━━━ DATA PROVIDED ━━━
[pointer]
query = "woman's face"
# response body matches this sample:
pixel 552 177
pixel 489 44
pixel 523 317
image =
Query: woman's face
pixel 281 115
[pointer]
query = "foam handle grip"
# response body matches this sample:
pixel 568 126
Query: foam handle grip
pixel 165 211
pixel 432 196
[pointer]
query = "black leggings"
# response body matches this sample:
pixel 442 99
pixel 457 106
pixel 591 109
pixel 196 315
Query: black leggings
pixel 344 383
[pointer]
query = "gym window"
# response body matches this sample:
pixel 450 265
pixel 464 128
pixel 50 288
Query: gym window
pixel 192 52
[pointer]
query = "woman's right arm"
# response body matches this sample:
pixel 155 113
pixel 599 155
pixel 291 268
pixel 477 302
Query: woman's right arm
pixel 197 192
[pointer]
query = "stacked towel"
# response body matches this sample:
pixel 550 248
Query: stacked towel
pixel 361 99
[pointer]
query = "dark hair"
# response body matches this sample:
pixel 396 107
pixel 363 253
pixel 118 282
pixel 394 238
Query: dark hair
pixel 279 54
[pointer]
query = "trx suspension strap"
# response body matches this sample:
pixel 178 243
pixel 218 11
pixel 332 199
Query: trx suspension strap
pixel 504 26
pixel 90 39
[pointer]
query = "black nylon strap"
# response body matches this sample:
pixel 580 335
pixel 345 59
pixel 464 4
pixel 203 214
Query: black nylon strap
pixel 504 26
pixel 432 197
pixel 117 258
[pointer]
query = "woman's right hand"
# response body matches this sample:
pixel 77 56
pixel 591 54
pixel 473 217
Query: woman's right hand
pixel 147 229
━━━
━━━ DATA PROVIDED ━━━
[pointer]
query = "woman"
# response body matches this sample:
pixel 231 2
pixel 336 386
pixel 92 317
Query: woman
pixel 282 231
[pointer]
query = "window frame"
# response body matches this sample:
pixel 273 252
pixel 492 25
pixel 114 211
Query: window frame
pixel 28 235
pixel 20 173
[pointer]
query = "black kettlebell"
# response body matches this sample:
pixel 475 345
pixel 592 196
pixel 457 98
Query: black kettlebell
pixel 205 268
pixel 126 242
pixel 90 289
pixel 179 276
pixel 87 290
━━━
- _EXERCISE AIM_
Only the lines above from the line with "Query: dark hair" to the line with "pixel 77 56", those two lines included, should be reproduced exactly.

- _EXERCISE OUTPUT_
Query: dark hair
pixel 279 54
[pointer]
query = "trx suspension strap"
# response body matches this sample:
pixel 178 243
pixel 218 11
pixel 332 199
Query: trx suspension strap
pixel 504 26
pixel 90 39
[pointer]
query = "black nylon strap"
# response body matches this sample:
pixel 580 335
pixel 345 59
pixel 464 4
pixel 203 214
Query: black nylon strap
pixel 504 26
pixel 432 197
pixel 117 258
[pointer]
query = "woman's right hand"
# response body matches this sample:
pixel 77 56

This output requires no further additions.